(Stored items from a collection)
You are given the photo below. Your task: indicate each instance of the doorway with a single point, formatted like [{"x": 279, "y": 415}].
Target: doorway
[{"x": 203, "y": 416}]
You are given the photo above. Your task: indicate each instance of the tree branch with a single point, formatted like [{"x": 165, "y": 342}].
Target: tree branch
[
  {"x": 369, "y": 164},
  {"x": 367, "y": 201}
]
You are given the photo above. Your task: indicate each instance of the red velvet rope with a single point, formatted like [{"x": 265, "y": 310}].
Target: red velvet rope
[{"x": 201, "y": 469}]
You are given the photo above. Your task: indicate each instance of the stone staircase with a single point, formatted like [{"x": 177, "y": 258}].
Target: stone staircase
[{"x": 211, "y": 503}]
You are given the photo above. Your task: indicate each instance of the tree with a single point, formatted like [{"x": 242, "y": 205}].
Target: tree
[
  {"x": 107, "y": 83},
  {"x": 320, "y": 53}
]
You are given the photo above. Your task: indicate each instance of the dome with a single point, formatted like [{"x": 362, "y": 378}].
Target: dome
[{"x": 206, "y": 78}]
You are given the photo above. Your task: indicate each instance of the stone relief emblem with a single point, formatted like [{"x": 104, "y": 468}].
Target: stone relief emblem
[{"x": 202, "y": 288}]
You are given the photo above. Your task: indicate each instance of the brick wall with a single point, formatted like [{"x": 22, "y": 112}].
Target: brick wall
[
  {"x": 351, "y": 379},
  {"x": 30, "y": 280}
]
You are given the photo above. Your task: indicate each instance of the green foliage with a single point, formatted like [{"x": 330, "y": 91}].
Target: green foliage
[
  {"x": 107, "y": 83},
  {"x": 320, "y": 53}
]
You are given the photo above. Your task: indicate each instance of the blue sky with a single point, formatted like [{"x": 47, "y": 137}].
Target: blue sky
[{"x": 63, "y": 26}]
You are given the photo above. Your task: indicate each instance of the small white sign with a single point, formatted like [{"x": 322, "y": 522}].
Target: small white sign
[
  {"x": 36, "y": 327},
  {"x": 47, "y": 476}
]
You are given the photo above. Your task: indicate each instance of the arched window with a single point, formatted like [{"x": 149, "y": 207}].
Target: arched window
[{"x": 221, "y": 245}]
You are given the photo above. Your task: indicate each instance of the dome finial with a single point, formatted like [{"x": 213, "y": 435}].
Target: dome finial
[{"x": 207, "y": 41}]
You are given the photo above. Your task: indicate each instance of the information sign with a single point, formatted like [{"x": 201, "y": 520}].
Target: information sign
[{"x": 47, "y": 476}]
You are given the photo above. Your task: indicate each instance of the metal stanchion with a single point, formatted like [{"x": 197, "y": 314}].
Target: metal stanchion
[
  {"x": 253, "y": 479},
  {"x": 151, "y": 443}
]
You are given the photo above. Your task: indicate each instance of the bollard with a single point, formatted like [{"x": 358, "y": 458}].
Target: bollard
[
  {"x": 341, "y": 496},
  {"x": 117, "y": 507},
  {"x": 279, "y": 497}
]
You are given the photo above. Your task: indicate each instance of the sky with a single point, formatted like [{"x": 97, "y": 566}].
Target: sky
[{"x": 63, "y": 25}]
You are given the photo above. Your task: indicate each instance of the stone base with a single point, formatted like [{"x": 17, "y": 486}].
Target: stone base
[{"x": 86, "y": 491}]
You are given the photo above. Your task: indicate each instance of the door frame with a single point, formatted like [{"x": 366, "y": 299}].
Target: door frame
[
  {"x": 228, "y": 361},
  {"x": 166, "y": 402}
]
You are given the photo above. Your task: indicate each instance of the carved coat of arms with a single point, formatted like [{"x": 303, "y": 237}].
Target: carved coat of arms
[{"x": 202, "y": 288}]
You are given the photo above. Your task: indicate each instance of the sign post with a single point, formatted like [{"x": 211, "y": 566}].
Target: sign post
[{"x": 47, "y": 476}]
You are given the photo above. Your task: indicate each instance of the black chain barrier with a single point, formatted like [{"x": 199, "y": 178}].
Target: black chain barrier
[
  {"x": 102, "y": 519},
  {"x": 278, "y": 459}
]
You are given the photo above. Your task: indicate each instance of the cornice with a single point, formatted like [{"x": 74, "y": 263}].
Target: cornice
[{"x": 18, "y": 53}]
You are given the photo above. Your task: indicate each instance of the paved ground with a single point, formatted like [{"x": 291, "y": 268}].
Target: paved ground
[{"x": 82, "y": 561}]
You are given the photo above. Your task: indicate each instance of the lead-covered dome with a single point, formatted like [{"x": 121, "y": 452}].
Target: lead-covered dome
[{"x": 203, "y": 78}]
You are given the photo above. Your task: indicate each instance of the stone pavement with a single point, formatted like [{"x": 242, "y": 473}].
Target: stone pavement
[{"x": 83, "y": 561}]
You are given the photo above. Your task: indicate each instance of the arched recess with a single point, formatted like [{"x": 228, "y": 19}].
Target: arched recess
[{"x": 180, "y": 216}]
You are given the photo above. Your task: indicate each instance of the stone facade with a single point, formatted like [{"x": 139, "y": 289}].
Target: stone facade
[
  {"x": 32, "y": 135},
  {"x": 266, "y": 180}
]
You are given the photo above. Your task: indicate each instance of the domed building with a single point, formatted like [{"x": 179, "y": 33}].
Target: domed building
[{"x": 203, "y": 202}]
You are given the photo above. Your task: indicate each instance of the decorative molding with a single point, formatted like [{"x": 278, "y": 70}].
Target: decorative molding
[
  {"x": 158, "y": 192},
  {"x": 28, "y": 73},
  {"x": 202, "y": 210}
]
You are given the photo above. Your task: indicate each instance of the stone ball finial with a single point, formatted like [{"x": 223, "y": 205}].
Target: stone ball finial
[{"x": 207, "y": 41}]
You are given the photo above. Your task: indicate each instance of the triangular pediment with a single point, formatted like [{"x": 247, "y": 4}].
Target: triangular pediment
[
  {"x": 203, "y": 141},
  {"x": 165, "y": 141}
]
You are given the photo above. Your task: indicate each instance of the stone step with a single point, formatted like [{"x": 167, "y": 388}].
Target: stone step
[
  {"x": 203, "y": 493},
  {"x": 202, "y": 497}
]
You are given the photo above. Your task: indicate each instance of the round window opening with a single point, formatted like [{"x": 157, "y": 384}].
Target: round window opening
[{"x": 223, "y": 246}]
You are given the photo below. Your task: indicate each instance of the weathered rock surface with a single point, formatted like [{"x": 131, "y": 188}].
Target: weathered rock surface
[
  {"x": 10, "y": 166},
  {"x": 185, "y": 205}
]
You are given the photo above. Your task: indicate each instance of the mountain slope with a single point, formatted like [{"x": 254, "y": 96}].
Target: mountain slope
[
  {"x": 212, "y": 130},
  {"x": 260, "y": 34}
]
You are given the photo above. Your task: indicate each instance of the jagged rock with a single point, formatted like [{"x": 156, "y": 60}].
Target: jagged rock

# Action item:
Your answer should hold exactly the lines from the one containing "of the jagged" to the last line of the data, both included, and no others.

# Output of the exercise:
You are given the photo above. Your task: indicate each instance of the jagged rock with a single point, formatted like [{"x": 156, "y": 60}].
Target: jagged rock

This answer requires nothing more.